Items excerpted from a collection:

——————————

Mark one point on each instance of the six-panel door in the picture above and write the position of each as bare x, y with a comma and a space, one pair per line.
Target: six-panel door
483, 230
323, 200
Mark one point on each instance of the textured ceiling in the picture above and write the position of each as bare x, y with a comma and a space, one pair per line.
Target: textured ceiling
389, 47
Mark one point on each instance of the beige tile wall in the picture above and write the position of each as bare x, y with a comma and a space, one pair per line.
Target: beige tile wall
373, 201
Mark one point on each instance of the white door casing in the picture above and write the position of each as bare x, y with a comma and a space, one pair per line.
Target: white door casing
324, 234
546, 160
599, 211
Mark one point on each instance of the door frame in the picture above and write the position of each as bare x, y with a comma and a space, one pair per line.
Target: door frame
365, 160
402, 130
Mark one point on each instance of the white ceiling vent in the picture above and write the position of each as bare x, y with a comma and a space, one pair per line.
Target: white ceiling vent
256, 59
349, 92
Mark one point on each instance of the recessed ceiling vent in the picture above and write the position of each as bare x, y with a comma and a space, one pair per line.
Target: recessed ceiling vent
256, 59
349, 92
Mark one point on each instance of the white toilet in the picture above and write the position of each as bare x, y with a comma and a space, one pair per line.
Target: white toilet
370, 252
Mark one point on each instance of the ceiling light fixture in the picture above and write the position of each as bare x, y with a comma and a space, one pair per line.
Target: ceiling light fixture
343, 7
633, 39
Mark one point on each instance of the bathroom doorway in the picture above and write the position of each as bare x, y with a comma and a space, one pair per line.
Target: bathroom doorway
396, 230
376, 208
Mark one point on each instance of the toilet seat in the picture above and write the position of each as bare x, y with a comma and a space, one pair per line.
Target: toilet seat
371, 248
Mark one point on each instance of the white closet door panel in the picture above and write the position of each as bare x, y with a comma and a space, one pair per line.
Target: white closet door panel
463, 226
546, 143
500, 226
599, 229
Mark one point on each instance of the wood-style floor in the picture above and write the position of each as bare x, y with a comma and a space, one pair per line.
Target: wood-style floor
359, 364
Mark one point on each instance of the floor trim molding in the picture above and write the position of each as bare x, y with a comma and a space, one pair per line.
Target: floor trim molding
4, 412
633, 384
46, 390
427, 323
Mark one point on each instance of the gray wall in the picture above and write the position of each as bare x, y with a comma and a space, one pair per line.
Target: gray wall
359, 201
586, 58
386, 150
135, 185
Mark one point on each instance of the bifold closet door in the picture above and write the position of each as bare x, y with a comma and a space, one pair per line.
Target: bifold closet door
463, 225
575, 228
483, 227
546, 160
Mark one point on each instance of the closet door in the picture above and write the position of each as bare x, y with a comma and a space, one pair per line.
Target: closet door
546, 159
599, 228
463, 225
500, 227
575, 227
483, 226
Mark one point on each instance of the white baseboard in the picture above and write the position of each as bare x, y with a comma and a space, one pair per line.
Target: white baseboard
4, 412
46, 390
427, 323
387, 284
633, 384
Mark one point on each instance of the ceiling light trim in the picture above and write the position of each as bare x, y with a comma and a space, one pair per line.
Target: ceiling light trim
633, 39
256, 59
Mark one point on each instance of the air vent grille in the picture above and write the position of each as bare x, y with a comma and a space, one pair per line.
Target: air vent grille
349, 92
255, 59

——————————

Format the stretch from the line containing "Mark one point on each instance of the gray" through the end of the items as a numbered list, leaving out any blank lines.

The completed task:
1. Mark one point on each instance of the gray wall in the picture above and write the position of each as bare x, y with a comma and a space, one pair per line.
2. Target: gray wall
3. 359, 201
4. 586, 58
5. 386, 150
6. 135, 185
7. Mark one point on each instance of the bifold closet door in the picture above and write the position of each as bare x, y with a comma and a space, one pair per line.
8. Target: bifold closet door
9. 463, 225
10. 575, 228
11. 483, 227
12. 546, 160
13. Mark one point on each instance of the closet door in the picture above and write the position of each as bare x, y with a comma and a space, one pair per line.
14. Target: closet door
15. 546, 159
16. 599, 228
17. 463, 225
18. 500, 227
19. 575, 227
20. 483, 226
21. Mark one point on each instance of the white baseboard in the picture above and write the position of each as bare x, y with a comma and a space, one pair per line.
22. Target: white baseboard
23. 4, 412
24. 46, 390
25. 427, 323
26. 387, 284
27. 633, 384
28. Mark one point on each instance of the ceiling light trim in the picture above and write the position of each as bare x, y with a comma and a space, one pair per line.
29. Target: ceiling light trim
30. 633, 39
31. 256, 59
32. Mark one point on each instance of the air vent grille in the picture above and write the position of each as bare x, y with a comma and a space, one pair per line.
33. Target: air vent grille
34. 349, 92
35. 255, 59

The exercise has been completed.